Your objective: Extend the passage on reducing fractions to lowest terms, picking up right after its final line.

Given passage:
• • • • • • •

Reducing fractions, simplify, and reduce to the lowest terms all refer to eliminating common factors between the numerator and the denominator.

2/4 = ½
18/72 = ¼
30/45 = 2/3

All of the above fractions have been reduced or simplified to its lowest terms. The most efficient way to do this is to

1. Find the greatest common factor (GCF) between the numerator and the denominator. (If necessary, refer to article, GCF – by Listing Factors or GCF and LCM by Prime Factorization in the related article section below)
2. Divide both the numerator and denominator by the GCF.

Example 1: Simplify 2/4
Step 1) 2/4 --- GCF = 2
Step 2) Divide the numerator, 2, by 2
Step 3) Divide the denominator, 4, by 2
Answer: 2/4 = ½

Example 2: Reduce 18/72
Step 1) 18/72 …… GCF = 18
Step 2) Divide the numerator, 18, by 18
Step 3) Divide the denominator, 72, by 18
Answer: 18/72 = ¼

Example 3: Reduce 30/45 to the lowest terms
Step 1 30/45…….GCF = 15
Step 2 Divide the numerator, 30, by 15
Step 3) Divide the denominator, 45, by 15
Answer: 30/45 = 2/3

Common Questions

How do you know if the fraction requires reducing?

• • • • • • •

Dataset entries:
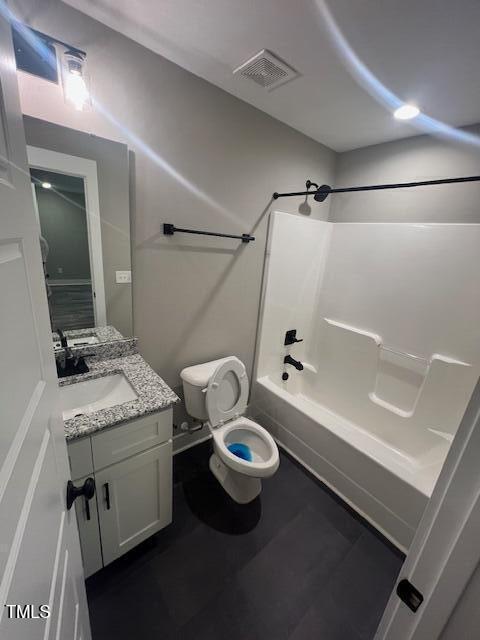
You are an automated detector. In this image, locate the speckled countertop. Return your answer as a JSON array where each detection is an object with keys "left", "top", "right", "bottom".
[
  {"left": 59, "top": 354, "right": 180, "bottom": 441},
  {"left": 52, "top": 325, "right": 123, "bottom": 342}
]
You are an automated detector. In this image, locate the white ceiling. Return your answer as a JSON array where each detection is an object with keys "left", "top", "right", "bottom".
[{"left": 65, "top": 0, "right": 480, "bottom": 151}]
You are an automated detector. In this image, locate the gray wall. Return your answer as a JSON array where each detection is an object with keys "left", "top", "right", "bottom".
[
  {"left": 35, "top": 186, "right": 90, "bottom": 281},
  {"left": 24, "top": 116, "right": 133, "bottom": 336},
  {"left": 330, "top": 125, "right": 480, "bottom": 223},
  {"left": 18, "top": 0, "right": 335, "bottom": 386}
]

• • • • • • •

Response to this exercise:
A fraction requires reducing when the numerator and denominator have at least one common factor other than 1. For example 2/4, the factors for 2: 1, 2. the factors for 4: 1, 2, 4. What factors do they have in common? 1 and 2. Therefore, divide the numerator and denominator by 2, and the result is ½.

Can I divide the fraction by any common factor besides the GCF?
Yes, but remember as long as the numerator and denominator of a fraction have a factor in common, it has not been reduced to its lowest terms.

If you divide a fraction by its GCF, then it is reduced to its lowest terms in one step. Otherwise, reducing fractions can take several steps.
For example, let’s take another look at 30/45.
Factors of 30: 1, 2, 3, 5, 6, 10, 15, 30
Factors of 45: 1, 3, 5, 9, 15, 45
Common factors: 1, 3, 5, 15

Divide the numerator and denominator of 30/45 by the common factor 5. The result is 6/ 9. It was reduced, but 30/45 was not reduced to its lowest terms. Why? The numerator, 6, and the denominator, 9, still have a common factor. In other words, 3 x 2 = 6, and 3 x 3 = 9. The common factor is 3 which is also in the above list. So, to simplify, use the common factor, 3, to divide the numerator and the denominator. Thus 6/9 = 2/3. Examine the fraction 2/3. Do 2 and 3 have any common factors? No. Thus, 30/45 = 2/3 has been reduced or simplified to its lowest terms. In summary, 30/45 = 2/3. Since the GCF was not used, it took two steps to get to the lowest terms.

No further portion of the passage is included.